### Input material
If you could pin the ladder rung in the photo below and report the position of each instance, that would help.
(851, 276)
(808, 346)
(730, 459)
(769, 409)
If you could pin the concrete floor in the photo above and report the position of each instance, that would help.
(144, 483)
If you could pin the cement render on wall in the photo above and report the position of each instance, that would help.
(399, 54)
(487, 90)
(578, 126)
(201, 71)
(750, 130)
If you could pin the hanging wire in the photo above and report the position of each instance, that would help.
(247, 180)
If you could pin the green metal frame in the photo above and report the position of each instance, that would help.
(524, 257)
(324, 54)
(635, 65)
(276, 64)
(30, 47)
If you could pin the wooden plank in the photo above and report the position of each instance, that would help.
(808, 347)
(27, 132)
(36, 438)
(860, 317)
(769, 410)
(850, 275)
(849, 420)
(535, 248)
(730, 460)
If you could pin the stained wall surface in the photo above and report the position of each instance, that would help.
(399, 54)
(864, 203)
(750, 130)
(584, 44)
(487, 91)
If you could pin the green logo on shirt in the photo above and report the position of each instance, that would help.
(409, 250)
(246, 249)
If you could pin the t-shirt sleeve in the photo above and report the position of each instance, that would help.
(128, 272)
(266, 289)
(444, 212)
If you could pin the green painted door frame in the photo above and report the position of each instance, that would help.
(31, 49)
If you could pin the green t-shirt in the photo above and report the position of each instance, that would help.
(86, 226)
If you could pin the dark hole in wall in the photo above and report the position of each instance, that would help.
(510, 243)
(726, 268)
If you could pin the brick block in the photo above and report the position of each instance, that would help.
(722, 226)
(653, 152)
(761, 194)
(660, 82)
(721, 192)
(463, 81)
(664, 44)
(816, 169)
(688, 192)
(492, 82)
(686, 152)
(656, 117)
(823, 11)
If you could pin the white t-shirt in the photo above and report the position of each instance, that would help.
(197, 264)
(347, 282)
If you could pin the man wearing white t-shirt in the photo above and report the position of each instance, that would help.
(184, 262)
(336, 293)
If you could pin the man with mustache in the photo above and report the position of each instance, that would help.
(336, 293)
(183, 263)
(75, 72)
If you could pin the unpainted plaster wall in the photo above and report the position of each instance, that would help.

### Problem description
Could you rewrite the material, starting at the line that contains "If you could pin the white" and ending at its last line, with the requests kept and every coordinate in the answers scaled by 0.55 and rounded to a whole number, halves rounded up?

### Output for this task
If you could pin the white t-shirt in the photo above and report the position of each instance, that would help.
(108, 145)
(191, 155)
If you could pin the man wearing white t-shirt in the photo above and report the position of each instance, that would help.
(101, 144)
(185, 161)
If you could pin the man with mustache in the photo above and report the position of each instance, that would help.
(185, 161)
(101, 145)
(41, 40)
If you could pin the unpainted plaster wall in the photo above and report the position of each instance, that would help.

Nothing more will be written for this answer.